== THE RECORDS ==

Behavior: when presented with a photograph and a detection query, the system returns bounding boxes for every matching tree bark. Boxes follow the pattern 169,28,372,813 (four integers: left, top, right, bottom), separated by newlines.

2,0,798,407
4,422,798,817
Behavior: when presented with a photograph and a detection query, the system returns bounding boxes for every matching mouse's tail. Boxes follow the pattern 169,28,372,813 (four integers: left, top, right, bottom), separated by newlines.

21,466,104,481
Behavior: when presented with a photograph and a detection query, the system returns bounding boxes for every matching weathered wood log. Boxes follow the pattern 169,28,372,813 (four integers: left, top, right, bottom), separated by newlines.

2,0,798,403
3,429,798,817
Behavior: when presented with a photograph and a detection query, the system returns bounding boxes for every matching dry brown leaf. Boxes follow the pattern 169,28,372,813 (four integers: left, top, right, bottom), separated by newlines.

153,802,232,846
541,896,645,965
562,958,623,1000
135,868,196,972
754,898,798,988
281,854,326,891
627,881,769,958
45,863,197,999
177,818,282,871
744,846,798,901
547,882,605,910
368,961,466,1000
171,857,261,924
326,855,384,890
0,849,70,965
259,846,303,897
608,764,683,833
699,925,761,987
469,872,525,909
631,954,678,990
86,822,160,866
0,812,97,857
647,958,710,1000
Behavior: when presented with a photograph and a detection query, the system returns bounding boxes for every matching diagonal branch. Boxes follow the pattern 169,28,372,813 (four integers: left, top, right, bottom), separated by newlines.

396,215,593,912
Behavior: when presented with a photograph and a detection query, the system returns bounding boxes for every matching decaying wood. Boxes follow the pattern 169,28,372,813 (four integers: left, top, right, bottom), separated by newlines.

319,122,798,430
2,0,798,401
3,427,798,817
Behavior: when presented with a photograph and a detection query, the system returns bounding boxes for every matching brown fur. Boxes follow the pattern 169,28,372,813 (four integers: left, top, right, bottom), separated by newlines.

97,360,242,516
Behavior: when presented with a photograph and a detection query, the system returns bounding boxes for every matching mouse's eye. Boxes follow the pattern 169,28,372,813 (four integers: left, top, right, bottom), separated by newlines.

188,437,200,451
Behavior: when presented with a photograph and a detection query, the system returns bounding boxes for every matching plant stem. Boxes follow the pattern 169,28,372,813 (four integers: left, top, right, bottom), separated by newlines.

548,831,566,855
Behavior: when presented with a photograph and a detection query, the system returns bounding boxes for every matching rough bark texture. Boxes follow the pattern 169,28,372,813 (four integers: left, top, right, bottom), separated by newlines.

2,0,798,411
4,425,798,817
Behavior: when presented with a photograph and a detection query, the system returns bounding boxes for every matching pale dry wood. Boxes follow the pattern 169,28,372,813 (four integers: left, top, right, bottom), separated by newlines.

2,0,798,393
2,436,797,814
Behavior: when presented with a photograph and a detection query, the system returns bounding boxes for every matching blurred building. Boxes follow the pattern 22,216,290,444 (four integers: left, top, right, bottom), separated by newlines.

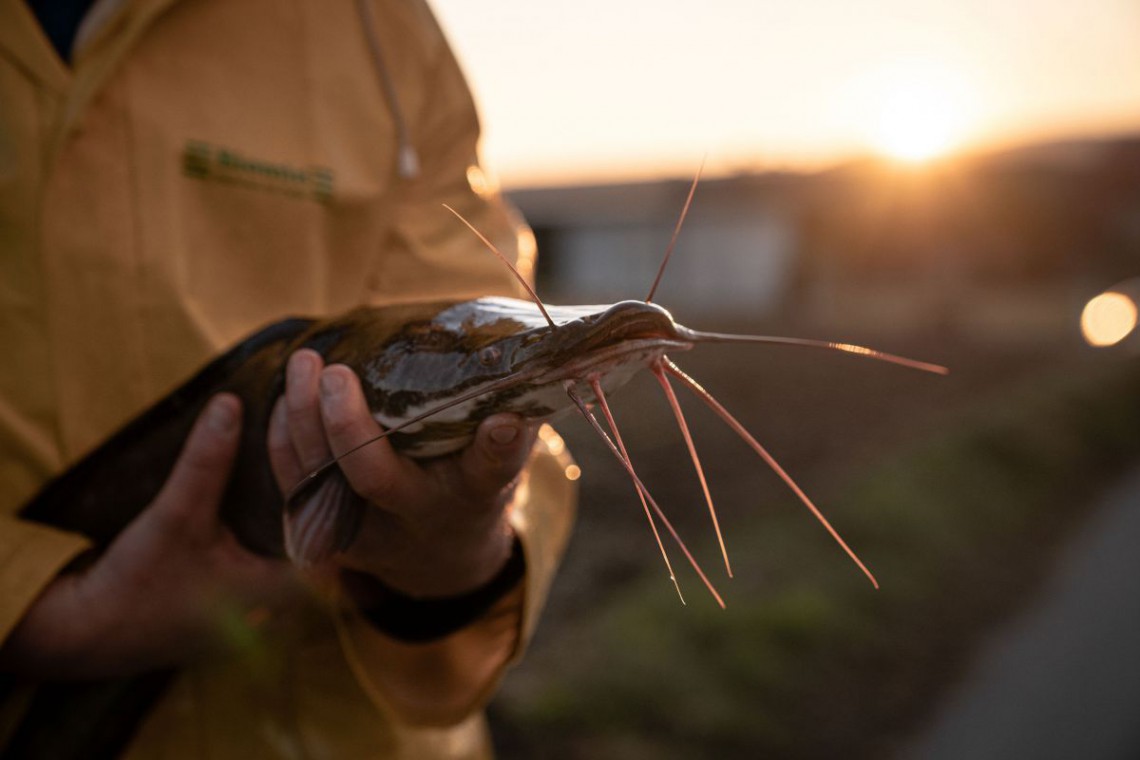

===

TASK TO CARRY OUT
Word for word, repeat all of the entries above, leaving out the pictures.

REPLY TO THE EXERCISE
Behavior: when presented with a photograph and a detection query, the system returns bounding boxes for every matching tree bark. Boxes follow the pattern 169,28,372,813 (four integers: left, top, right, bottom), separated by newlines.

2,0,798,407
4,422,798,817
Behavior: when presented with a photograph and a detection query, the system returns bounding boxes for every matching mouse's tail. Boxes follow the pattern 169,28,372,813 (four integers: left, top, right, bottom), separated by newlines.

21,466,104,481
Behavior: when presented with a photograph and a detection query, the system returns bounding boxes for every matching weathered wood log. Boxes follow the pattern 169,28,372,813 (four integers: left, top, right, bottom), separated by newlines.

2,0,798,403
3,429,798,817
Behavior: when presented with a photograph and a detection query, the system returns bounding boxes for every matching dry brown leaf. Boxes follow the pattern 169,28,372,813 (four integers: left, top, right, bottom), separated by newlines.

153,802,232,846
541,896,645,965
562,958,623,1000
135,868,196,972
754,898,798,988
281,854,326,891
627,881,769,958
45,863,197,999
177,818,282,871
744,846,798,901
547,882,605,910
368,961,466,1000
171,857,261,924
326,855,384,890
0,849,70,965
259,846,303,897
608,764,683,833
699,925,761,987
469,872,525,909
631,954,678,990
86,822,160,866
0,812,97,857
647,958,710,1000
Behavior: when presented with a photograph and a detection query, the system returns bounding boxes for every matching diagonal branch. Boxes follow the pattern 169,28,372,813 (four integers: left, top, right, bottom), separated by newlines.

396,215,593,912
Behavior: when presented with a photograph and a detection query, the system returns bounding boxes for every matching decaying wood. Boxes follow the pattern 169,28,372,813 (four integers: left, top, right, bottom), separated by newlines.

319,122,798,430
2,0,798,401
3,427,798,817
Behavior: when presented with a photograph and a detection query, the system returns bounding boxes for every matching brown fur. Boxes follow the pattern 169,28,372,813 (four integers: left, top, right, bottom), separated by newlines.

97,360,242,516
Behavior: when presented with a photograph and a detection query, the system returns bounding boxes for every matching mouse's eye. Boxes follow the pattern 169,28,372,813 (four integers: left, top, right, bottom), separated by newlines.

188,437,200,451
Behavior: when presented with a photograph and a detection query, the system returns bounding boxes for every matching plant stem. Boxes follow the pattern 169,28,372,813 (four integers: left, top, right, bottom), separated by newlines.

548,831,566,855
Behavior: when presented with a photograph and a detection query, the system returns bounding boxes for every matching rough bark texture. Boxes follow the pattern 169,28,372,813 (four integers: left, top, right, bottom), separated by newlines.

2,0,798,411
4,425,798,817
Behavior: when presented with a photograph and a detection query, the system returns bounding boxes for every matching pale dry wood. Boxes follow the pattern 169,28,372,813 (four integers: left, top, right, bottom), separated by newlines.

2,0,798,393
2,436,797,814
Behavior: when presented with a photograph and a detection query, the system returns bounding boxes for every matching blurred building. Boxes follow the pattern 22,216,290,444 (four integers: left, top, right, bottom), separated by newlines.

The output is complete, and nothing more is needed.